++++ TEXT

Breaking: Indonesia locates black box recorders from crashed Boeing passenger plane
Indonesian authorities say they have located black box recorders from the Boeing passenger plane that crashed shortly after taking off from Jakarta a day earlier.
“The two signals emitted by the black box are continuously monitored and now we have them marked,” Indonesian military chief Hadi Tjahjanto said on Sunday.
“Hopefully in not too long we can lift up the black boxes for the National Transportation Safety Committee to investigate and find out the cause of the crash,” he added.
The announcement came as rescue teams recovered body parts and debris near the Boeing jet’s crash site off the coast of Jakarta.
There was no sign of survivors.
“Several body parts have been found and they’ve been taken to the police hospital for identification,” Jakarta police spokesman Yusri Yunus said.
The cockpit voice and flight data recorders which have been located are items crucial to understanding what happened to the aircraft that went down with 62 people on board, including 10 children.
All passengers and crew were Indonesians, according to authorities.
The Sriwijaya Airline Flight SJ 182, which was bound for the city of Pontianak on the island of Borneo, crashed into the Java Sea on Saturday afternoon after a one-hour delay due to heavy monsoon rainfall.
The 26-year-old plane lost more than 10,000 feet of altitude in less than 60 seconds, according to Flightradar24, the flight-tracking service.
On Saturday night, distraught relatives waited nervously for news of loved ones at the airport in Pontianak.
Meanwhile, Indonesian authorities have urged close family members to provide photos, films, and DNA samples, as well as dental and medical records of the passengers to speed up the identification process of the remains.
Even though the cause of the crash has yet to be determined, aviation experts believe the crash was likely the result of a design flaw in the Boeing airliner.
In October 2018, a Boeing 737 MAX 8 jetliner operated by Lion Air plunged into the Java Sea just minutes after taking off from Jakarta, killing all 189 people on board.
Another 737 MAX 8 jetliner crashed in Ethiopia five months later and killed 149 people, leading to the grounding of the MAX 8 for 20 months.

++++++++
++++ DATA EXTRACT

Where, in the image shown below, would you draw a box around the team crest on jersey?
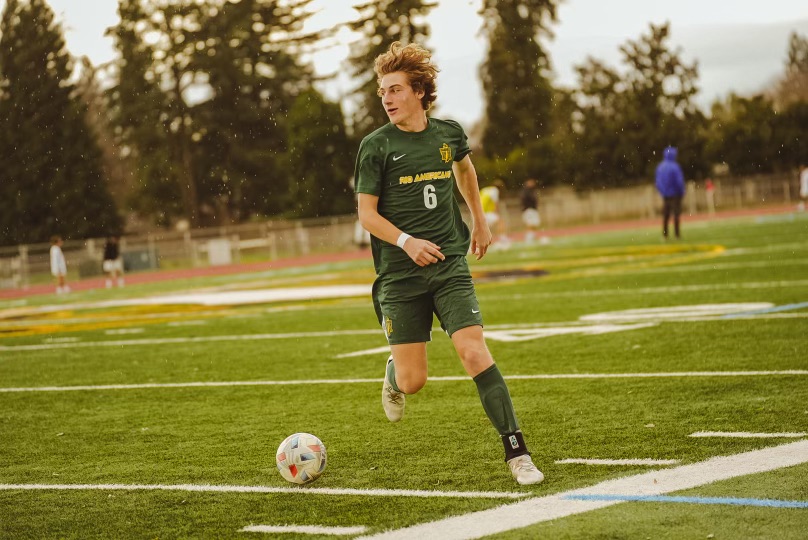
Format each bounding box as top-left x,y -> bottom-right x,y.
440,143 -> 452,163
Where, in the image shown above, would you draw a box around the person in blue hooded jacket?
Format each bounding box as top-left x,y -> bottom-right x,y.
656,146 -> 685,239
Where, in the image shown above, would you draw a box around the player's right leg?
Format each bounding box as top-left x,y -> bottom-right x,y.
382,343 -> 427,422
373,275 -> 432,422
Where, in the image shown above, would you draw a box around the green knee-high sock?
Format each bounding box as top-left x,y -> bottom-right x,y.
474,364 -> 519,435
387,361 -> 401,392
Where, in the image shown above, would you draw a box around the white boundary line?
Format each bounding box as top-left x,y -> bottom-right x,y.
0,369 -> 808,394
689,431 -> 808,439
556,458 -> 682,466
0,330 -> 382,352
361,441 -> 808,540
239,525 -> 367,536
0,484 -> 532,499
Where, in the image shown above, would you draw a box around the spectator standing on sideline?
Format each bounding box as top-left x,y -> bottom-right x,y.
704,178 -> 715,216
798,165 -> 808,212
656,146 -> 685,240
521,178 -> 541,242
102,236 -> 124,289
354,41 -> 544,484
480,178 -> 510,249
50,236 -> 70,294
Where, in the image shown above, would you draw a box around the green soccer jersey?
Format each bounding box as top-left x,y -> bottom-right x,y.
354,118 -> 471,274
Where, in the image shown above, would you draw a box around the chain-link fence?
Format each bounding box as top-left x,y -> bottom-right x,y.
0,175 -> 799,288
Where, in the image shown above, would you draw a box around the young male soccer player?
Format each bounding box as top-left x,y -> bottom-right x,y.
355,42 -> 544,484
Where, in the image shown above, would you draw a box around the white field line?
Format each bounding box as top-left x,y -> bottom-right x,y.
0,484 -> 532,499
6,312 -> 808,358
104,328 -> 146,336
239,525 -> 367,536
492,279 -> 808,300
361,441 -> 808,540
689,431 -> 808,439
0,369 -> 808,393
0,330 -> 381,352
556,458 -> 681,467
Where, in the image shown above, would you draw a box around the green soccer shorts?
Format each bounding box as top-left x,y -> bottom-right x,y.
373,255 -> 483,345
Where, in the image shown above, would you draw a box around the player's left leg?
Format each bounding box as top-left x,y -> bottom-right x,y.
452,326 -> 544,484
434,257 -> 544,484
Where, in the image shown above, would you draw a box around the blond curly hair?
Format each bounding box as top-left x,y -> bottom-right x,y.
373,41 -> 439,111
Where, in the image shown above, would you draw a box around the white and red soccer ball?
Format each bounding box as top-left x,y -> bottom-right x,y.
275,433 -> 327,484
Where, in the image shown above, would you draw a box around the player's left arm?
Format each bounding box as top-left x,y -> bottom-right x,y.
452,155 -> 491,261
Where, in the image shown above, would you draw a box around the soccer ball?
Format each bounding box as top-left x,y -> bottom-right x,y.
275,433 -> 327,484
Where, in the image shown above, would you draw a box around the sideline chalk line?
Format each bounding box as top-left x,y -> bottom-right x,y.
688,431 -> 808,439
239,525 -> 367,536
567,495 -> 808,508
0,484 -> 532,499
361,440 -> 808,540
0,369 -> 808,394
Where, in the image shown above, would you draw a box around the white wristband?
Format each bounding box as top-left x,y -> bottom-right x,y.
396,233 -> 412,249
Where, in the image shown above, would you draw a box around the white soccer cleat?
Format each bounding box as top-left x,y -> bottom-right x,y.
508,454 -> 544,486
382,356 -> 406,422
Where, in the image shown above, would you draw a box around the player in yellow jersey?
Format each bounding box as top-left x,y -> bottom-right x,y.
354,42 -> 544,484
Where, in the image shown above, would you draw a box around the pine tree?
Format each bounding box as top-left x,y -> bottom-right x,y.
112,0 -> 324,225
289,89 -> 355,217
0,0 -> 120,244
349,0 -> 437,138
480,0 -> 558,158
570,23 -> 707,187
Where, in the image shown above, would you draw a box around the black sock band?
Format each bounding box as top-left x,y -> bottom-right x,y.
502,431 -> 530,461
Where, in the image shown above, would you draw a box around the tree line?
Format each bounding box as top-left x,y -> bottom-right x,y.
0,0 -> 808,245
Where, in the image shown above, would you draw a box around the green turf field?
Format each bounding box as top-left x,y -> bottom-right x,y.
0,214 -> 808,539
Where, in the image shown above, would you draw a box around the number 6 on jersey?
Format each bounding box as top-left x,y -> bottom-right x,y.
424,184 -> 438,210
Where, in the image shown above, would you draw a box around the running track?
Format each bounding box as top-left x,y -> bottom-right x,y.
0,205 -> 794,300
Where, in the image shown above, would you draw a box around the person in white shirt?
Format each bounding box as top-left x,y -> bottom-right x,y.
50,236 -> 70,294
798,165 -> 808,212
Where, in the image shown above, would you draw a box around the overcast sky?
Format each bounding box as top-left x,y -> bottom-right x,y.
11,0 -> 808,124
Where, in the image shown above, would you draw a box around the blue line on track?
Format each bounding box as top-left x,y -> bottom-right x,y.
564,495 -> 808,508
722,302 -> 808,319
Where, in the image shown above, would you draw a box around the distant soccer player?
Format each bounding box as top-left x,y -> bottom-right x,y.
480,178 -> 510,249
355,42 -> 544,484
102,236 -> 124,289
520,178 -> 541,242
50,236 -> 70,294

++++++++

■ **TASK INSTRUCTIONS**:
[1] Repeat part of the article about the Jakarta plane crash word for word, everything from "There was no" down to "airport in Pontianak.".
[2] In the article about the Jakarta plane crash, what city was Sriwijaya Air Flight SJ 182 bound for?
[3] Using the article about the Jakarta plane crash, decide whether each statement agrees with it, and quote the words that settle it: (a) The aircraft went down with 62 people on board. (b) Some of the passengers were foreign nationals. (c) The flight took off on schedule.

■ **ANSWERS IN ORDER**:
[1]
There was no sign of survivors.
“Several body parts have been found and they’ve been taken to the police hospital for identification,” Jakarta police spokesman Yusri Yunus said.
The cockpit voice and flight data recorders which have been located are items crucial to understanding what happened to the aircraft that went down with 62 people on board, including 10 children.
All passengers and crew were Indonesians, according to authorities.
The Sriwijaya Airline Flight SJ 182, which was bound for the city of Pontianak on the island of Borneo, crashed into the Java Sea on Saturday afternoon after a one-hour delay due to heavy monsoon rainfall.
The 26-year-old plane lost more than 10,000 feet of altitude in less than 60 seconds, according to Flightradar24, the flight-tracking service.
On Saturday night, distraught relatives waited nervously for news of loved ones at the airport in Pontianak.

[2] Pontianak, on the island of Borneo.

[3]
(a) Yes: "went down with 62 people on board, including 10 children"
(b) No: "All passengers and crew were Indonesians"
(c) No: "after a one-hour delay due to heavy monsoon rainfall"